◆ Aim ◆
Restate each of the lines given below, word for word.

◆ Entries supplied ◆
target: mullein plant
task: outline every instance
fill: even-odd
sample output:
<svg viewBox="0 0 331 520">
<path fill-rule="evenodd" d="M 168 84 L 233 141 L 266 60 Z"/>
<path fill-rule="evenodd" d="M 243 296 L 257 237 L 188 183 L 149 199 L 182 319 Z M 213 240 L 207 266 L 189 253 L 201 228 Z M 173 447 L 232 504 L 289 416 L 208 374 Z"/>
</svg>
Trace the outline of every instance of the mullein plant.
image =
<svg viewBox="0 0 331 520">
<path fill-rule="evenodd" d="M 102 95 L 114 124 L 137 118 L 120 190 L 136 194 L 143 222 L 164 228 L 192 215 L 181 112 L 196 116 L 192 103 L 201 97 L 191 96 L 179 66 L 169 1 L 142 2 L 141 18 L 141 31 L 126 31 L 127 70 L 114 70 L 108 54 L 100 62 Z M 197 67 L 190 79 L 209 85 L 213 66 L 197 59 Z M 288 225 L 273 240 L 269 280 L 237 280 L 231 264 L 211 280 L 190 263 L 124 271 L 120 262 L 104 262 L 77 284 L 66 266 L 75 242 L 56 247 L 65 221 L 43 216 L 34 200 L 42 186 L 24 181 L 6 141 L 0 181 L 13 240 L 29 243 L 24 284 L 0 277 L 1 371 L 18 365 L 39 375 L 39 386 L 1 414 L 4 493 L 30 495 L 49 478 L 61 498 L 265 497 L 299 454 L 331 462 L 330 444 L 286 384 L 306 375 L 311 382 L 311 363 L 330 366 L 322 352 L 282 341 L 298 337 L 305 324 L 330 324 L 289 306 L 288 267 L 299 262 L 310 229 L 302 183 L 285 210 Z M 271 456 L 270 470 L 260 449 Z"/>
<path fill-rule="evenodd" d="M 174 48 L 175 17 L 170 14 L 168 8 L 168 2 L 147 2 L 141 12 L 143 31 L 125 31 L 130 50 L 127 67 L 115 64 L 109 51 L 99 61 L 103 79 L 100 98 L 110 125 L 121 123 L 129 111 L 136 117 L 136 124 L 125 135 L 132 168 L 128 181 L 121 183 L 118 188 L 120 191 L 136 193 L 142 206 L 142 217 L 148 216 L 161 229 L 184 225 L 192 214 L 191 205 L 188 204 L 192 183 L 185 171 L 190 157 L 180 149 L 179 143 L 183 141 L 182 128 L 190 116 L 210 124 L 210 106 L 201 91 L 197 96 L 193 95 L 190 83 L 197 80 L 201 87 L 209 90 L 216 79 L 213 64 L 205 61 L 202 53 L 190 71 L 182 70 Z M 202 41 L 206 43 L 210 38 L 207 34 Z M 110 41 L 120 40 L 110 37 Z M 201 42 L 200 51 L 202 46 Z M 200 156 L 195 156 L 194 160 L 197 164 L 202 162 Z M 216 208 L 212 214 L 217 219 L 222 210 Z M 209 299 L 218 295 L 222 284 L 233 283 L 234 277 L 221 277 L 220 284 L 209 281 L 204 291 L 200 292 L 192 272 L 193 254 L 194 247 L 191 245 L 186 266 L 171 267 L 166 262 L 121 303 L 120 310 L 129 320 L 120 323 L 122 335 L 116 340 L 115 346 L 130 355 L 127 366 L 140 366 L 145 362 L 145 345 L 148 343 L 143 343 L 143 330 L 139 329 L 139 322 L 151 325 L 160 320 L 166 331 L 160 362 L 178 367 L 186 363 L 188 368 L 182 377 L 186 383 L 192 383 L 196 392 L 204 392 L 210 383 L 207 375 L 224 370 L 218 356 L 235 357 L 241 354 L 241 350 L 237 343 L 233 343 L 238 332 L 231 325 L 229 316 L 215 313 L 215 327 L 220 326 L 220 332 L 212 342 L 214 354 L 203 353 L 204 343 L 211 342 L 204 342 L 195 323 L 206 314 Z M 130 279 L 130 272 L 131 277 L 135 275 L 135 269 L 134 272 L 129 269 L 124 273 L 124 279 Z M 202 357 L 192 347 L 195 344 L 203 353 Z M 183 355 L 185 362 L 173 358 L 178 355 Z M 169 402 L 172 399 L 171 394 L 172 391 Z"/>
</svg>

◆ Solution to this task ◆
target: mullein plant
task: outline every instance
fill: even-odd
sample output:
<svg viewBox="0 0 331 520">
<path fill-rule="evenodd" d="M 168 84 L 233 141 L 266 60 Z"/>
<path fill-rule="evenodd" d="M 243 296 L 257 237 L 188 183 L 149 199 L 182 319 Z M 213 240 L 207 266 L 189 253 L 201 228 Z M 173 447 L 232 504 L 289 416 L 208 374 Z"/>
</svg>
Trace the outline of every instance of the mullein plant.
image =
<svg viewBox="0 0 331 520">
<path fill-rule="evenodd" d="M 102 95 L 114 124 L 137 118 L 120 190 L 136 194 L 143 222 L 164 228 L 192 215 L 181 112 L 196 116 L 192 103 L 201 97 L 191 96 L 179 66 L 169 1 L 142 2 L 141 18 L 141 31 L 126 31 L 127 70 L 114 70 L 108 54 L 100 62 Z M 197 67 L 190 79 L 209 85 L 213 66 L 197 59 Z M 288 225 L 273 240 L 269 280 L 237 280 L 231 264 L 211 280 L 190 263 L 124 271 L 120 262 L 104 262 L 77 284 L 66 266 L 75 242 L 56 247 L 65 221 L 43 216 L 34 200 L 42 186 L 24 181 L 6 141 L 0 181 L 13 240 L 29 243 L 24 284 L 0 277 L 1 371 L 18 365 L 39 375 L 39 386 L 1 414 L 4 493 L 30 495 L 49 478 L 61 498 L 265 497 L 299 454 L 331 462 L 330 444 L 286 384 L 306 375 L 311 382 L 311 363 L 330 366 L 322 352 L 282 341 L 298 337 L 305 324 L 330 324 L 289 306 L 288 267 L 299 262 L 310 229 L 302 183 L 285 210 Z M 271 456 L 270 470 L 260 449 Z"/>
<path fill-rule="evenodd" d="M 174 48 L 175 17 L 170 14 L 168 8 L 168 2 L 147 2 L 141 12 L 143 31 L 125 31 L 130 50 L 127 67 L 115 64 L 109 51 L 99 61 L 103 79 L 100 98 L 110 125 L 121 123 L 129 111 L 136 117 L 136 124 L 125 135 L 132 168 L 128 181 L 121 183 L 118 188 L 120 191 L 136 193 L 142 206 L 142 217 L 148 216 L 161 229 L 184 225 L 192 214 L 191 205 L 188 204 L 192 183 L 185 171 L 190 157 L 180 149 L 179 143 L 183 141 L 182 128 L 190 116 L 210 124 L 210 106 L 201 91 L 197 96 L 193 95 L 190 83 L 197 80 L 201 87 L 209 90 L 216 79 L 213 64 L 205 61 L 202 53 L 190 71 L 182 70 Z M 202 41 L 206 43 L 210 38 L 207 34 Z M 110 41 L 120 40 L 110 37 Z M 201 42 L 200 51 L 202 46 Z M 200 156 L 195 156 L 194 160 L 197 164 L 202 162 Z M 216 208 L 212 214 L 217 219 L 222 210 Z M 209 299 L 218 295 L 222 284 L 233 283 L 234 277 L 221 277 L 220 284 L 209 281 L 204 291 L 200 292 L 192 272 L 193 254 L 194 247 L 191 245 L 186 266 L 171 267 L 166 262 L 121 303 L 120 310 L 129 320 L 120 323 L 122 335 L 116 340 L 115 346 L 130 355 L 127 366 L 140 366 L 145 362 L 145 345 L 148 343 L 143 343 L 143 330 L 139 329 L 139 322 L 151 325 L 160 320 L 166 331 L 160 362 L 178 367 L 186 363 L 188 368 L 182 377 L 186 383 L 192 383 L 196 392 L 204 392 L 210 383 L 207 375 L 224 370 L 218 356 L 235 357 L 241 354 L 241 350 L 237 343 L 233 343 L 238 332 L 231 325 L 229 316 L 215 313 L 215 327 L 220 326 L 220 332 L 212 342 L 214 354 L 203 353 L 204 343 L 211 342 L 204 342 L 195 323 L 206 314 Z M 130 279 L 130 272 L 131 277 L 135 275 L 135 269 L 134 272 L 129 269 L 124 273 L 124 279 Z M 202 357 L 192 347 L 195 344 L 203 353 Z M 183 355 L 185 362 L 173 358 L 178 355 Z M 169 402 L 172 399 L 171 394 L 172 391 Z"/>
</svg>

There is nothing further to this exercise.